§ **SET TASK A**
Please restate the pair programming post starting with "Roughly five years" and going on through "hours every day.", swapping "three developers" for "four developers".
§ **SET TASK B**
Write the next part of the pair programming post, picking up right after its final sentence.

§ **EXCERPTED TEXT**
++++++++++

Sunday, February 26, 2012

Proving Pair Programming: How and Why it Works

In the first two posts in the Demystifying Agile, I wrote about how to plan release with Scrum and how to use agile estimation techniques in a Scrum project. Delving deeper into the agile software development process, there is one practice that is by far the least popular with traditional managers, and even with many developers. It is the practice of pairing on development tasks. In this post I will attempt to clear the air a bit, explaining why it works and how to make it work for you.

First, a story…

Roughly five years ago I had to rewrite a project from scratch. The details that led to that point are of lesser import, but what is important is that it was a codebase that took three developers eight months to develop and it had four months worth of ugly patches that sorely needed to be refactored. And a few breaking changes in the requirements. And I had 30 days. And two developers (myself included).

Rather than splitting the work, we decided to pair. We paired for 6-7 hours out of eight working hours every day.

The result was more robust, extensible and better performing than before.

And we did it in 20 days.

Why did it work?

++++++++++

§ **SUPPLIED RECORDS**
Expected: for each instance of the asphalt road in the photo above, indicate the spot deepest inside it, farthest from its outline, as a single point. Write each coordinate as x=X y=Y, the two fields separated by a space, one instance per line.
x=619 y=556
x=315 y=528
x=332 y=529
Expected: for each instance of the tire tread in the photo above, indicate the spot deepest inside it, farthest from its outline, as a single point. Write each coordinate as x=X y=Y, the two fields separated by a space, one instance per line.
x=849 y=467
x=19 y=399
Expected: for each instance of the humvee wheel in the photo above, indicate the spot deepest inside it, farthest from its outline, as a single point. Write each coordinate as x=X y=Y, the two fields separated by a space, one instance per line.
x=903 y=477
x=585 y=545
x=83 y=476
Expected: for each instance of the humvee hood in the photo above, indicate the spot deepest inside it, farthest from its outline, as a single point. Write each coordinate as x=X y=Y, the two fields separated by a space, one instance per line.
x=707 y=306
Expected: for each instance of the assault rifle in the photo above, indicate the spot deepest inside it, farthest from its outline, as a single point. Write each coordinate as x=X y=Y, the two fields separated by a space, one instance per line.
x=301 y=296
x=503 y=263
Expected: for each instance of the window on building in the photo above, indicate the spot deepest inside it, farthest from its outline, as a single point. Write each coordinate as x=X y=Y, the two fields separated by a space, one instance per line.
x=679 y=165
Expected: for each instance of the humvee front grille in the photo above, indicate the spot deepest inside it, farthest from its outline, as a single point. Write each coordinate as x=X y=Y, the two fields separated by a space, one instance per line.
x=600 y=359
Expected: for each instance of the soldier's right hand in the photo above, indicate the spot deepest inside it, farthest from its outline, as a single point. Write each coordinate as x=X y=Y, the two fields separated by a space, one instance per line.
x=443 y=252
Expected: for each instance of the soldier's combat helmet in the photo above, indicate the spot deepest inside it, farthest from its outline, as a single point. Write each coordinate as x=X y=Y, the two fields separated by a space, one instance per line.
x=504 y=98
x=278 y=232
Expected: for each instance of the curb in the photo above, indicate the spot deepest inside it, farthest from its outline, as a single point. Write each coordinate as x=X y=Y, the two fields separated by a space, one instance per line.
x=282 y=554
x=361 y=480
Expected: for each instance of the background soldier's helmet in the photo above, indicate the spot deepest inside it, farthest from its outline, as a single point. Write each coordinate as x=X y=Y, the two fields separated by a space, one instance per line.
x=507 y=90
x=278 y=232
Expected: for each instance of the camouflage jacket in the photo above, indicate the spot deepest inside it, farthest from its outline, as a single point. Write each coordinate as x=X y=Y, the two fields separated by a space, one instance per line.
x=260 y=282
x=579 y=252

++++++++++

§ **EXPECTED ANSWER A**
Roughly five years ago I had to rewrite a project from scratch. The details that led to that point are of lesser import, but what is important is that it was a codebase that took four developers eight months to develop and it had four months worth of ugly patches that sorely needed to be refactored. And a few breaking changes in the requirements. And I had 30 days. And two developers (myself included).

Rather than splitting the work, we decided to pair. We paired for 6-7 hours out of eight working hours every day.

§ **EXPECTED ANSWER B**
From a strictly mathematical standpoint, it shouldn’t have been done. I’ve rewritten projects before, and while it often doesn’t take as much time as it originally did, it doesn’t take a lot less time. We took the work of 24 man-months, and completed it in 40 man-days.

Here are what I believe to be the reasons we achieved the results:

  1. With two developers, equally participating on the project, we had immediate code-review done as we develop. It is a (should be) well known fact that the shorter the feedback cycle, the easier it is to act on the feedback. With near-instantaneous feedback, the improved quality is simply automatically baked in.
  2. Two developers have two different sets of experiences, bringing in a different point of view. Any iffy idea is immediately examined. You don’t get to to sip your own cool-aid when you pair.
  3. With another developer near you all day (or most of the day), you are more focused on your work. You don’t go off on a tangent, reading up on a new technique or gizmo, and you don’t get lost in the quagmire of email: You explicitly decide which distractions to acknowledge and which to postpone. And if you don’t, your pair will help you.
  4. It’s much more difficult to cut corners with someone else (your pair) looking over your shoulder; your guilt will stop you, or his will. Any corners cut (or conversely, taking too long to complete a task) will only be the result of an explicit decision by both of you. Explicitness tends to cut down on occurrences.
  5. Two-legged-distractions (a.k.a corporate-drive-by incidents, a.k.a. managers and coworkers) tend to bother you less when you’re sitting with someone else. They often go look for someone easier to single out if possible. There’s strength in numbers. If that fails, the fact that you’re already sitting with someone will give you a good valid excuse to ignore the distraction.

As you can see, these observations, my experiences, are not easily measurable. They are, however, no less real.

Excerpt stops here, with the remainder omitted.